-- TEXTO FORNECIDO --
++++

Distracção ou coisa pior ?
Em artigo de opinião hoje no Público a jornalista São José Almeida escreve designadamente o seguinte: «Nomeadamente, no que diz respeito aos alinhamentos e ao discurso
sobre questões sobre as quais o PCP já foi claro no passado. Como é o
caso da forma como matiza a demarcação em relação às críticas ao que
foram os regimes comunistas de Leste, em particular na União Soviética.
Mas também na interpretação que faz dos regimes autodenominados
socialistas ou comunistas que existem hoje, de Cuba à China, não
esquecendo a Coreia do Norte.
Reduzir a solidariedade que
manifesta para com estas ditaduras ao facto de elas estarem cercadas
pelo imperialismo capitalista é quase uma argumentação pueril, que
esquece o totalitarismo e a opressão nesses países. E entra em
contradição profunda com a garantia, que as Teses juram e que Jerónimo
de Sousa reafirma na entrevista, de que o PCP não concebe um socialismo
que não tenha como característica estrutural e essencial a democracia.
Deixando no ar a dúvida sobre se o PCP tem vergonha de criticar os
poucos países que se dizem comunistas que restam ou se não é sincero
nas suas convicções democráticas.»

++++

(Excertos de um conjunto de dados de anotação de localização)
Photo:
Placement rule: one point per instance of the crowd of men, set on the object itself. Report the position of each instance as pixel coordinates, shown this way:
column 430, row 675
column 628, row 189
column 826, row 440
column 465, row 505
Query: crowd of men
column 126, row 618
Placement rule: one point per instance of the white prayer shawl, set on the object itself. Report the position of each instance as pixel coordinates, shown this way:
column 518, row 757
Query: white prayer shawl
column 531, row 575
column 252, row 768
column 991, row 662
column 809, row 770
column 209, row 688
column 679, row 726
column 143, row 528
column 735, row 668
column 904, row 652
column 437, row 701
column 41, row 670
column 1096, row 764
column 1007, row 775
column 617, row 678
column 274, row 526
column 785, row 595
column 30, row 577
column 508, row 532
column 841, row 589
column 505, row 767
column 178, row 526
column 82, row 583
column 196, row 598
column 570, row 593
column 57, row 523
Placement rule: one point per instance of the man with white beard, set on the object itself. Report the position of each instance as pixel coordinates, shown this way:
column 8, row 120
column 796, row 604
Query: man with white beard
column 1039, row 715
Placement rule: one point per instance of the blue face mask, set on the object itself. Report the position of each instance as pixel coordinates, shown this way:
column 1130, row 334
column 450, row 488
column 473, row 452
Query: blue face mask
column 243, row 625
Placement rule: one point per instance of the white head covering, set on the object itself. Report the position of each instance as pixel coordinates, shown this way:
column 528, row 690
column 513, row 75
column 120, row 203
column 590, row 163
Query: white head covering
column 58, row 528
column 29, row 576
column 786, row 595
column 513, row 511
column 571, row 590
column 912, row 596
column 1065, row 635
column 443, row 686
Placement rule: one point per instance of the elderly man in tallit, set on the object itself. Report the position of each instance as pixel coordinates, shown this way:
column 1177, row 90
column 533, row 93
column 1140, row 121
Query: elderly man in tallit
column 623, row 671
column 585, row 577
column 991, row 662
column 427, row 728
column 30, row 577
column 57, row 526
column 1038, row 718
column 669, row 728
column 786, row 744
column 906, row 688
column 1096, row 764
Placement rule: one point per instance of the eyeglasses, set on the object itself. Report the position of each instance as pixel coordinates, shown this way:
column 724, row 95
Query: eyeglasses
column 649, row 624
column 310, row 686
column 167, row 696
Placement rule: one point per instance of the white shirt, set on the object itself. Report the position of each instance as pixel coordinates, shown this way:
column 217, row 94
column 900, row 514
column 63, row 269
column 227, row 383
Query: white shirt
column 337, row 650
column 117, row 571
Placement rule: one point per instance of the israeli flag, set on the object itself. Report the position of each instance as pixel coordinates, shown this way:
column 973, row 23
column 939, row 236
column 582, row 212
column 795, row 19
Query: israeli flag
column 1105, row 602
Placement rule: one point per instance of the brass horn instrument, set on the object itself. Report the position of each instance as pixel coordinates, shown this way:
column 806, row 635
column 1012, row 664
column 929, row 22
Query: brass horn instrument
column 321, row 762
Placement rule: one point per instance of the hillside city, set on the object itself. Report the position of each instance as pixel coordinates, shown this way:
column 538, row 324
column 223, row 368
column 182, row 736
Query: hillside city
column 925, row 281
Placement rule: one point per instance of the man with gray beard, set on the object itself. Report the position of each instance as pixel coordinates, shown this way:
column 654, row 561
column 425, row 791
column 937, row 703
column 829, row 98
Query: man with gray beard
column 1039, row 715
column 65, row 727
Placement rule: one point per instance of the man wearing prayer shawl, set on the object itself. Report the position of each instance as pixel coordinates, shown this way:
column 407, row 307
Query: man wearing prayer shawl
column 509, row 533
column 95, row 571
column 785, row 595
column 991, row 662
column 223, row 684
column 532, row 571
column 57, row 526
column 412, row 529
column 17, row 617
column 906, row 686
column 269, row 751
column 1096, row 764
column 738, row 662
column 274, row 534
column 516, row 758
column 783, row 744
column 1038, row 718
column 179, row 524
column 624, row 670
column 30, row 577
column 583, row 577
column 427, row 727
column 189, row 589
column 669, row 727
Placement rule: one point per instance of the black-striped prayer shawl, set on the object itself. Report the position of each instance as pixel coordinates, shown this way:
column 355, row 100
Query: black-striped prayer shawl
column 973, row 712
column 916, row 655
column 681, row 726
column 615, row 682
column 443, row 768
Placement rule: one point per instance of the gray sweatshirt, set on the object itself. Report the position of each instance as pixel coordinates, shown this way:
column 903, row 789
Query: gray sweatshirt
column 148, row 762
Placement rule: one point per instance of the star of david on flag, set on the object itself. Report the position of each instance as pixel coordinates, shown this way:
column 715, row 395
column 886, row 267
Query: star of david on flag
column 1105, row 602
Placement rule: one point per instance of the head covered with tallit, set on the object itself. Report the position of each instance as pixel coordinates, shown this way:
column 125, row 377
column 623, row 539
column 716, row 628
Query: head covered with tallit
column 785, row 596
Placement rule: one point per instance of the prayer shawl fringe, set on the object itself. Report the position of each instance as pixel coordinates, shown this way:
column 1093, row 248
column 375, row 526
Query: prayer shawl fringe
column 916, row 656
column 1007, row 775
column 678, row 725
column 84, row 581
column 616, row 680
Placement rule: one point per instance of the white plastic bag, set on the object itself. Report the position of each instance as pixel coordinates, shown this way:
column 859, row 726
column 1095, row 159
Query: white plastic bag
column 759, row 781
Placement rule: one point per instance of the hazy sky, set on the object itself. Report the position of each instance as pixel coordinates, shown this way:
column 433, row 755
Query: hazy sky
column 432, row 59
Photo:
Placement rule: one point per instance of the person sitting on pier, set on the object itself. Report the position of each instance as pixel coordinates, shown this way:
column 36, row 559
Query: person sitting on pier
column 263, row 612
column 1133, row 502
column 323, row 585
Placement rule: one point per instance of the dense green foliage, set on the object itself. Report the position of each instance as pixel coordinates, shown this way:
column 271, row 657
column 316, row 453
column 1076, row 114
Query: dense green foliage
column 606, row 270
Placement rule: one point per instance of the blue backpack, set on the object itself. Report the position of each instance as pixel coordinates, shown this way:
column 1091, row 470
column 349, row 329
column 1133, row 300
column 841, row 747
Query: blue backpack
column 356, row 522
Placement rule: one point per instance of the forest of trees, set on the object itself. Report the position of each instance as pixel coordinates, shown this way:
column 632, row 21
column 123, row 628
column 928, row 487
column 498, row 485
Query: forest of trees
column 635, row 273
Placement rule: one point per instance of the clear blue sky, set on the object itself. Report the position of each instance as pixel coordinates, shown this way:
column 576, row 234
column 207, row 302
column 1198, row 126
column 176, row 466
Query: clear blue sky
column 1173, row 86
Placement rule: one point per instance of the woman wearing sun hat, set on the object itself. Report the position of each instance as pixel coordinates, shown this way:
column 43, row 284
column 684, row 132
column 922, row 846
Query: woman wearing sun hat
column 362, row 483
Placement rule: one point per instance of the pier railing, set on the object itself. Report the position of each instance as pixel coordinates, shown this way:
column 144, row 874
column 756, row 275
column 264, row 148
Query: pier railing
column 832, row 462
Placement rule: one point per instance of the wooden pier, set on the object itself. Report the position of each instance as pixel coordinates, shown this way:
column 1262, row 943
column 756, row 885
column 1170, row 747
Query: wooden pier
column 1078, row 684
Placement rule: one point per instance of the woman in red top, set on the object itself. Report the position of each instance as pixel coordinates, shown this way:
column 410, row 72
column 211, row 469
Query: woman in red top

++++

Consegue transcrever o trecho do texto sobre o PCP que começa nas palavras "Mas também na" e termina logo após "Coreia do Norte."?

Mas também na interpretação que faz dos regimes autodenominados
socialistas ou comunistas que existem hoje, de Cuba à China, não
esquecendo a Coreia do Norte.